Text:
Wie Sie bereits richtig erkannt haben, war der von Ihrem Sohn geschlossene Kaufvertrag aufgrund dessen Minderjährigkeit zunächst schwebend unwirksam, § 107 BGB . Eine vorherige Einwilligung Ihrerseits lag nach Ihrer Schilderung nicht vor. Fraglich ist, ob Sie als gesetzlicher Vertreter den Vertrag nachträglich genehmigt haben, § 108 BGB . Eine solche Genehmigung kann auch konkludent, also durch schlüssiges Verhalten erfolgen. Die Genehmigung bzw. die Verweigerung der Genehmigung kann entweder gegenüber dem Vertragspartner (in diesem Fall das Versandhaus) oder auch gegenüber dem Minderjährigen, also Ihrem Sohn erfolgen. Wenn Sie also, nachdem Sie von dem Geschäft erfahren haben, Ihrem Sohn gegenüber die Genehmigung verweigert haben, wurde der Vertrag hierdurch unwirksam. Eine Genehmigung durch konkludentes Handeln, in Ihrem Fall also möglicherweise durch die Ratenzahlung, wäre dann nicht mehr möglich gewesen. Vielmehr hätte Sie das Versandhaus zur Erklärung über die Genehmigung auffordern müssen und Sie hätten innerhalb von zwei Wochen ab Empfang der Aufforderung die Genehmigung dem Versandhaus gegenüber erklären müssen, § 108 Abs. 2 BGB . Hierfür gibt der von Ihnen geschilderte Sachverhalt aber nichts her.

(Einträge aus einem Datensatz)
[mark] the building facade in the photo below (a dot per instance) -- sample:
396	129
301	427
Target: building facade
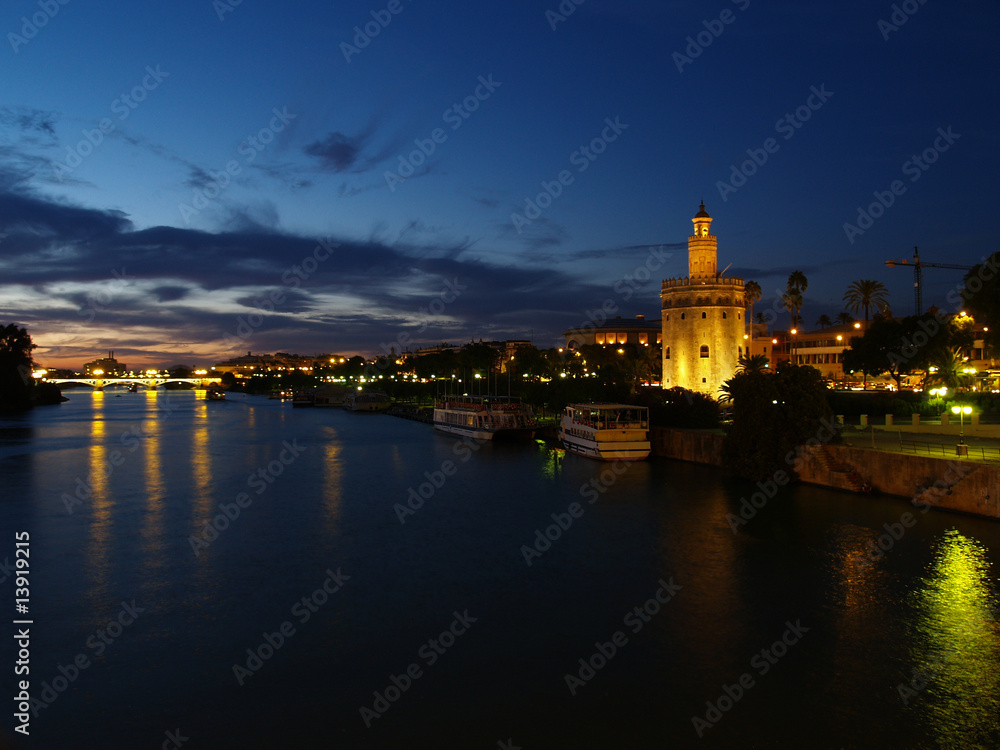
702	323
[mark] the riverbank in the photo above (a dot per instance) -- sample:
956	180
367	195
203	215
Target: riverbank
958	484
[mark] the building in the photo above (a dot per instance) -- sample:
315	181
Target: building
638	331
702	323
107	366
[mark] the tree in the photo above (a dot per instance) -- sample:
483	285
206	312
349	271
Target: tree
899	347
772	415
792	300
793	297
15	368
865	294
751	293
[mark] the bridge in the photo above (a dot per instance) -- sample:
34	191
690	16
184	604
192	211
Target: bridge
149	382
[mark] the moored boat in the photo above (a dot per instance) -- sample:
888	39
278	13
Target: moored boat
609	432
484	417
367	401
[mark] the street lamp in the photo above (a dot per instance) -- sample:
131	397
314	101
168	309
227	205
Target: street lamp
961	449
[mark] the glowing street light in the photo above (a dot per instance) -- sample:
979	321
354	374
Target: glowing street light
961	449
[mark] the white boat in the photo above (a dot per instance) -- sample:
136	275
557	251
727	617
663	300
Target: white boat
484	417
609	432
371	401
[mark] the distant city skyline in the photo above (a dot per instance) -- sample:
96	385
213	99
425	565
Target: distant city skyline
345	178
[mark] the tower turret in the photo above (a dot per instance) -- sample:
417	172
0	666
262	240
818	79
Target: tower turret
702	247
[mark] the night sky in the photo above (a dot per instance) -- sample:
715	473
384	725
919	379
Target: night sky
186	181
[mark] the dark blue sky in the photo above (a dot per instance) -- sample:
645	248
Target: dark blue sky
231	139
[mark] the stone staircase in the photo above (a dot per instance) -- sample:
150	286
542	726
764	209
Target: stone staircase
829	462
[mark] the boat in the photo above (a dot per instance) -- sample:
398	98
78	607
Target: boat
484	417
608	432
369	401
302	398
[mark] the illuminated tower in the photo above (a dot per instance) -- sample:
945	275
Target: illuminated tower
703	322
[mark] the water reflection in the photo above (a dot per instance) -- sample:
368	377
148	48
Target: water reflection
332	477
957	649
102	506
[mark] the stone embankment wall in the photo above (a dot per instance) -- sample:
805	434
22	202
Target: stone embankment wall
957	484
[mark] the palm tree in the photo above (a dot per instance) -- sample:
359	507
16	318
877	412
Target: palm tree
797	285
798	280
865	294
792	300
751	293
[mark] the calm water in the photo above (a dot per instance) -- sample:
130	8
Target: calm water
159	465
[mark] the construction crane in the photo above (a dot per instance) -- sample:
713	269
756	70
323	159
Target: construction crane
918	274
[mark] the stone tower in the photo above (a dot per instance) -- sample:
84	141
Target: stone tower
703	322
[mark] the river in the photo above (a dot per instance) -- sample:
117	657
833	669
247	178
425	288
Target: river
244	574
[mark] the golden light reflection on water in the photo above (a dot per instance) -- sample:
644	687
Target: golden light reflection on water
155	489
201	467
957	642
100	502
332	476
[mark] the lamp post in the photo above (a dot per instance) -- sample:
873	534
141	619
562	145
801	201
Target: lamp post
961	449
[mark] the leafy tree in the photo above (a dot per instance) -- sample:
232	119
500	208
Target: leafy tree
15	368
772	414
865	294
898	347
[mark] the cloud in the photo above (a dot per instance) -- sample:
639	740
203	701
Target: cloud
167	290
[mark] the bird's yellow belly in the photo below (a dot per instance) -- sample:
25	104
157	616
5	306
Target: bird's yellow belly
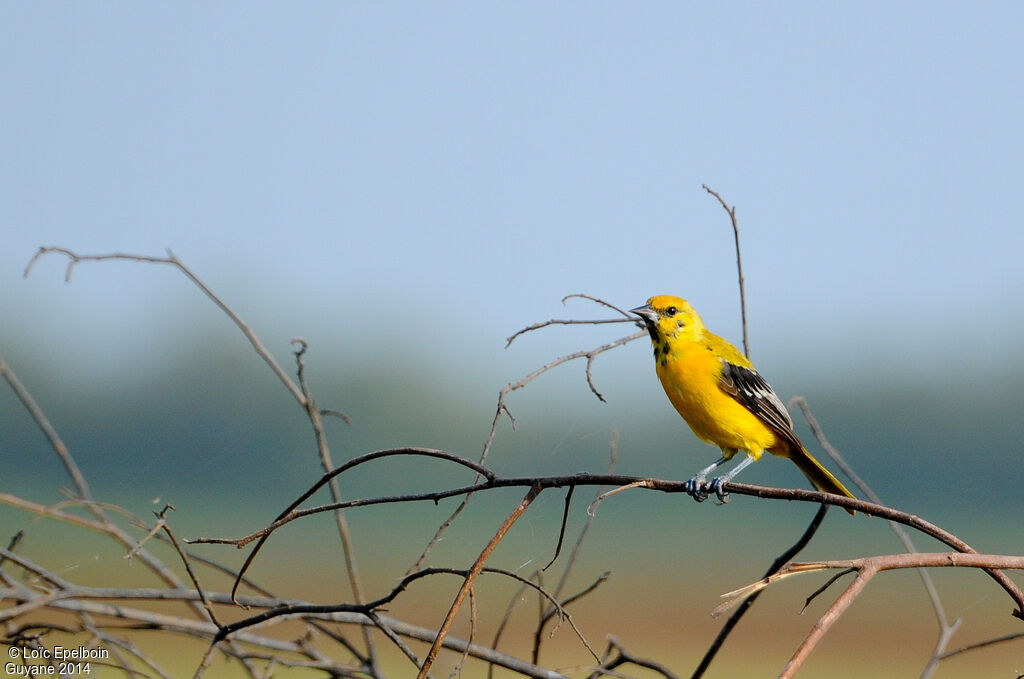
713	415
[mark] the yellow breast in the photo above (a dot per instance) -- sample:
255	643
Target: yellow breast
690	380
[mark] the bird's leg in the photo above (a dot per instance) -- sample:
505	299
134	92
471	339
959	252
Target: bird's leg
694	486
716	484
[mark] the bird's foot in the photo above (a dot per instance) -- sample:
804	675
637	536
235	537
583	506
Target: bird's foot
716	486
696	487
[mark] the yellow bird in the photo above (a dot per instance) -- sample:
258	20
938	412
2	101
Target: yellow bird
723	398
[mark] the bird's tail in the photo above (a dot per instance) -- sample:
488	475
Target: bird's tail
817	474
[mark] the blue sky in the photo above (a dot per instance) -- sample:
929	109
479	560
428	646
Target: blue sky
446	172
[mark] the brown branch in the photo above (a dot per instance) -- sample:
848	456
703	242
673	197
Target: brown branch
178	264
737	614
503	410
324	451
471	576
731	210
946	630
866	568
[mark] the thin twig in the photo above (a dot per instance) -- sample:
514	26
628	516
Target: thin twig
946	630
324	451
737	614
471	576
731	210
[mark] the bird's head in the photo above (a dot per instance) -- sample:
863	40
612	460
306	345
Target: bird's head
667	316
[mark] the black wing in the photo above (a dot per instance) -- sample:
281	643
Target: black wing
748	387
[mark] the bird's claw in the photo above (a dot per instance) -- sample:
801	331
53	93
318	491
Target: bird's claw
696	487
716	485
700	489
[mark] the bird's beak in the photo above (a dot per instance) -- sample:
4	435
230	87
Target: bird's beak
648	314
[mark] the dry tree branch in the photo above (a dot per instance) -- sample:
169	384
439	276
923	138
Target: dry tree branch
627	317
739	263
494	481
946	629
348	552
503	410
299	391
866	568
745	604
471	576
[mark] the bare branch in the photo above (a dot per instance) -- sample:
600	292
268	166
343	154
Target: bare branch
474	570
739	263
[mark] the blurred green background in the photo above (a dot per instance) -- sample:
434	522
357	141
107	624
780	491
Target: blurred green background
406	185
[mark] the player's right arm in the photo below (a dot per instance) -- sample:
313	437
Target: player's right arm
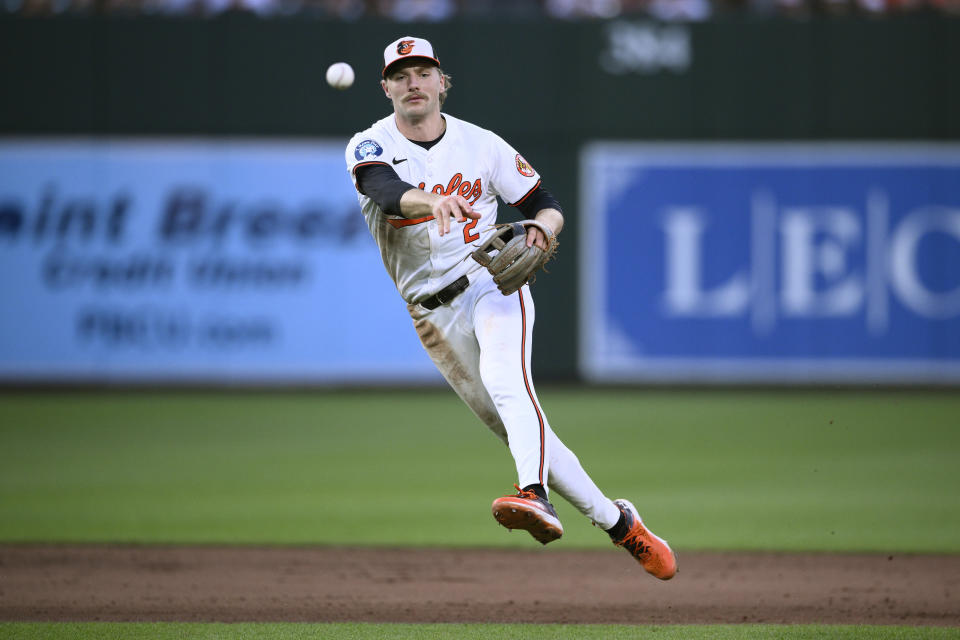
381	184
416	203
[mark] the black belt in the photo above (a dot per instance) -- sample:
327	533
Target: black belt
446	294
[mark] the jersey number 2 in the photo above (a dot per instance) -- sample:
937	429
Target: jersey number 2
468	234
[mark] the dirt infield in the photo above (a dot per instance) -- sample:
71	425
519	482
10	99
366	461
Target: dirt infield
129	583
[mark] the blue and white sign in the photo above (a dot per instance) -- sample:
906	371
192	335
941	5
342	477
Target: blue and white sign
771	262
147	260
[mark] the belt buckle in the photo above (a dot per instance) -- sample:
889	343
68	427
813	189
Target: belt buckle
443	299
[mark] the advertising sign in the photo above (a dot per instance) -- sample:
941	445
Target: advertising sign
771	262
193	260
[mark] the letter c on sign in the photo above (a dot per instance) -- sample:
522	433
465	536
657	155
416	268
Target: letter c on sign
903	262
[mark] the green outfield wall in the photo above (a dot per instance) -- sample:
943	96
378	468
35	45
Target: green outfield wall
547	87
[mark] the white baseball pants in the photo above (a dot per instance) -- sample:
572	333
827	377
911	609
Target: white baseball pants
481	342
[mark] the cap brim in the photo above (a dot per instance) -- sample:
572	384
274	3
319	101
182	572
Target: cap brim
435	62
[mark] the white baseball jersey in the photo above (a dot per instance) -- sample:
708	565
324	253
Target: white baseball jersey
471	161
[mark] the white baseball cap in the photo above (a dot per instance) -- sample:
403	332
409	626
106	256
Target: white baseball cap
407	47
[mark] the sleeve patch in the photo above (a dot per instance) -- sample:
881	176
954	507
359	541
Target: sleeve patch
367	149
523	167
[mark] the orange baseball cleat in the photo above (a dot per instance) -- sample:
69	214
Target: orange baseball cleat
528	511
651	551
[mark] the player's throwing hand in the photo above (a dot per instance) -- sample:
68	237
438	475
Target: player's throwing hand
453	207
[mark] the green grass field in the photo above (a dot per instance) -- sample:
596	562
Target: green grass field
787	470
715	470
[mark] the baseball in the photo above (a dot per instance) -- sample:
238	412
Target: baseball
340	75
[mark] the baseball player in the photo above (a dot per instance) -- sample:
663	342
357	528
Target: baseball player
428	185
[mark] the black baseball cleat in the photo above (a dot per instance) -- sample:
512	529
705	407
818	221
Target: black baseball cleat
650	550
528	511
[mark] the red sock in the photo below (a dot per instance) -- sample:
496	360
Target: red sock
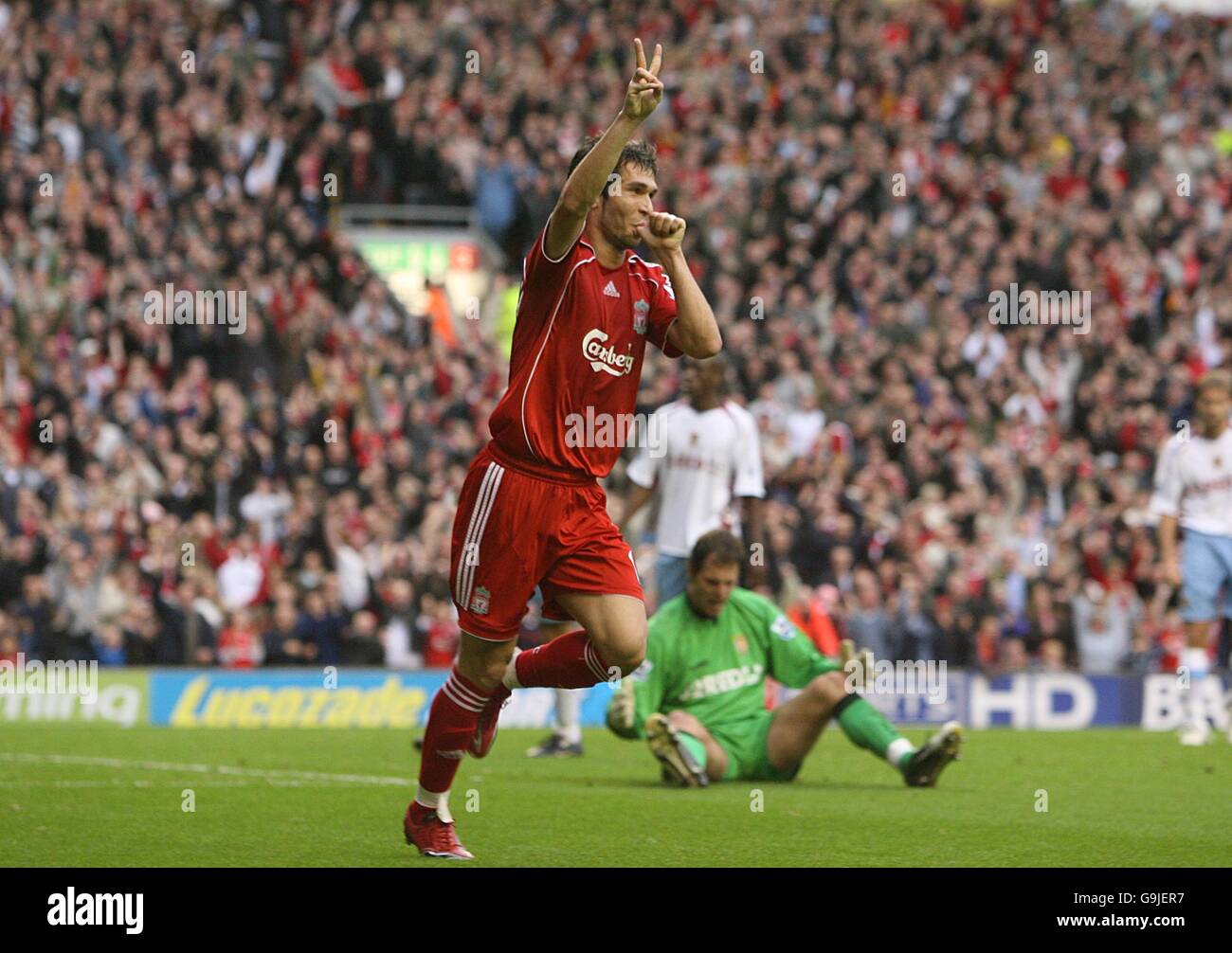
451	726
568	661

Arbeitsaufträge:
**a.** Beantworte anhand des Textes zum Kaufvertrag des minderjährigen Sohnes folgende Fragen:
(i) Nach welchem Paragraphen war der Kaufvertrag zunächst schwebend unwirksam?
(ii) Gegenüber wem kann die Genehmigung oder ihre Verweigerung erfolgen?
(iii) Innerhalb welcher Frist hätte die Genehmigung nach einer Aufforderung dem Versandhaus gegenüber erklärt werden müssen?
**b.** Zähle alle Paragraphenangaben auf, die im Text zum Kaufvertrag des minderjährigen Sohnes genannt werden.
**c.** Setze den Text zum Kaufvertrag des minderjährigen Sohnes im Anschluss an seinen letzten Satz fort.

Ergebnisse je Aufgabe:
**a.**
(i) Nach § 107 BGB.
(ii) Entweder gegenüber dem Vertragspartner, hier dem Versandhaus, oder gegenüber dem Minderjährigen, also dem Sohn.
(iii) Innerhalb von zwei Wochen ab Empfang der Aufforderung.

**b.** § 107 BGB, § 108 BGB, § 108 Abs. 2 BGB

**c.**
Also kann davon ausgegangen werden, dass der Vertrag unwirksam ist. In diesem Fall wäre Ihr Sohn grundsätzlich verpflichtet, die bestellte Ware zurückzugeben, da er sie ohne Rechtsgrund (dies wäre bei einem Volljährigen der wirksame Kaufvertrag gewesen) erlangt hat, § 812 BGB . Soweit dies nicht möglich ist, weil die Sachen verbraucht sind, schuldet er möglicherweise Wertersatz, § 818 Abs. 2 BGB . Allerdings kann sich Ihr Sohn auf die sogenannten Wegfall der Bereicherung berufen, § 818 Abs. 3 BGB (da er die Sachen verbraucht hat – wenn er sie verkauft hätte oder ähnliches, müsste er den hierfür erlangten Preis herausgeben). Er muss also nur die Sachen zurückgeben, die er noch hat.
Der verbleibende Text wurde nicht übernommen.